SOURCE TEXT:
◆ ◆ ◆ ◆ ◆
Collect detailed information

For active instances:

aws ssm send-command \
  --instance-ids i-1234567890abcdef0 \
  --document-name "AWS-RunShellScript" \
  --parameters 'commands=["cat /var/log/elastic-stack-bootstrap-status", "tail -50 /var/log/elastic-stack.log"]'

For terminated instances:

aws ec2 get-console-output --instance-id i-1234567890abcdef0

Use the log-collector script:

./utils/log-collector.sh -s your-stack-name -r your-region

Accessing Elastic CI Stack for AWS instances directly

Sometimes, looking at the logs isn't enough to figure out what's going on in your instances. In these cases, it can be useful to access the shell on the instance directly:

If your Elastic CI Stack for AWS has been configured to allow SSH access (using the AuthorizedUsersUrl parameter), run ssh <some instance id> in your terminal.
If SSH access isn't available, you can still use AWS SSM to remotely access the instance by finding the instance ID, and then running aws ssm start-session --target <instance id>.

Auto Scaling group fails to boot instances

Resource shortage can cause this issue. See the Auto Scaling group's Activity log for diagnostics.

To fix this issue, change or add more instance types to the InstanceTypes template parameter. If 100% of your existing instances are Spot Instances, switch some of them to On-Demand Instances by setting OnDemandPercentage parameter to a value above zero.

Instances are abruptly terminated

This can happen when using Spot Instances. AWS EC2 sends a notification to a spot instance 2 minutes prior to termination. The agent intercepts that notification and attempts to gracefully shut down. If the instance does not shut down gracefully in that time, it is terminated.

To identify if your agent instance was terminated, you can inspect the /buildkite/lifecycled CloudWatch log group for the instance. The example below shows the log line indicating that the instance was sent the spot termination notice.

| 2023-07-31 19:19:23.432 | level=info msg="Received termination notice" instanceId=i-abcd notice=spot | i-abcd | 444793955923:/buildkite/lifecycled |

If all your existing instances are Spot Instances, switch some of them to On-Demand Instances by setting the OnDemandPercentage parameter to a value above zero.

For better resilience, you can use step retries to automatically retry a job that has failed due to spot instance reclamation. See Automatic retry attributes for more information.
◆ ◆ ◆ ◆ ◆
Stored data entries:
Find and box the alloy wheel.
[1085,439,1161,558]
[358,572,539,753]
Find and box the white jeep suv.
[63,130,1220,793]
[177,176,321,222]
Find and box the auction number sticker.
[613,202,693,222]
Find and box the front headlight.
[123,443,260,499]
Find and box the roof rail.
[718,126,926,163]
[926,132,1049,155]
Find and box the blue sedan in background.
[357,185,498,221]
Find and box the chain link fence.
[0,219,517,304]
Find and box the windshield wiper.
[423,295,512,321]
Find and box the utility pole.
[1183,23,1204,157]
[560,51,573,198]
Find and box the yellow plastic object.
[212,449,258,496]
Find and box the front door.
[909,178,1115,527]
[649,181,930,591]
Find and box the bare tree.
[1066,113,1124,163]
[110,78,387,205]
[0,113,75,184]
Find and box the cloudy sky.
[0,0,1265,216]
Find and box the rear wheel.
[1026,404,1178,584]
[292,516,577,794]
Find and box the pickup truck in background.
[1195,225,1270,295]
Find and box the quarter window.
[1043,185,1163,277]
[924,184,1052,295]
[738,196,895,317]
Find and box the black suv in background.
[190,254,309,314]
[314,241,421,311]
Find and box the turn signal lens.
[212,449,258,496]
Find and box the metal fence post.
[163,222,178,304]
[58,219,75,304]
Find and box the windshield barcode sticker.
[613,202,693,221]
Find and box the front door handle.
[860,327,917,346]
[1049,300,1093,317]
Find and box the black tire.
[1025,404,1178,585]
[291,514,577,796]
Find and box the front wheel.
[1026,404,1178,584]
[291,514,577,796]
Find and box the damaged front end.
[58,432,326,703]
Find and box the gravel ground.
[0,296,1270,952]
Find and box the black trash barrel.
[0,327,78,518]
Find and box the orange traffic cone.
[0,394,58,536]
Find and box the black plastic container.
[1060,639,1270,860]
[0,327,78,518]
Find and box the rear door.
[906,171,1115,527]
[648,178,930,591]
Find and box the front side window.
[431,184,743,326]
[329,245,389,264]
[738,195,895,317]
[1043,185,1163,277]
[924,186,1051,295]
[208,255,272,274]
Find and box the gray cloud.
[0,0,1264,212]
◆ ◆ ◆ ◆ ◆
TASK: Write the next part of the Elastic CI Stack troubleshooting text, starting after its final sentence. The items are separate material, unrelated to the Elastic CI Stack troubleshooting text.

TASK RESULT:
Stacks over-provision agents

If you have multiple stacks, check that they listen to unique queues—determined by the BuildkiteQueue parameter. Each Elastic CI Stack for AWS you launch through CloudFormation should have a unique value for this parameter. Otherwise, each scales out independently to service all the jobs on the queue, but the jobs will be distributed amongst them. This will mean that your stacks are over-provisioned.

This could also happen if you have agents that are not part of an Elastic CI Stack for AWS started with a tag of the form queue=<name of queue>. Any agents started like this will compete with a stack for jobs, but the stack will scale out as if this competition did not exist.

Instances fail to boot Buildkite Agent

See the Auto Scaling group's Activity logs and CloudWatch Logs for the booting instances to determine the issue. Observe where in the UserData script the boot is failing. Identify what resource is failing when the instances are attempting to use it, and fix that issue.

Instances fail jobs

Successfully booted instances can fail jobs for numerous reasons. A frequent source of issues is their disk filling up before the hourly cron job fixes it or terminates them.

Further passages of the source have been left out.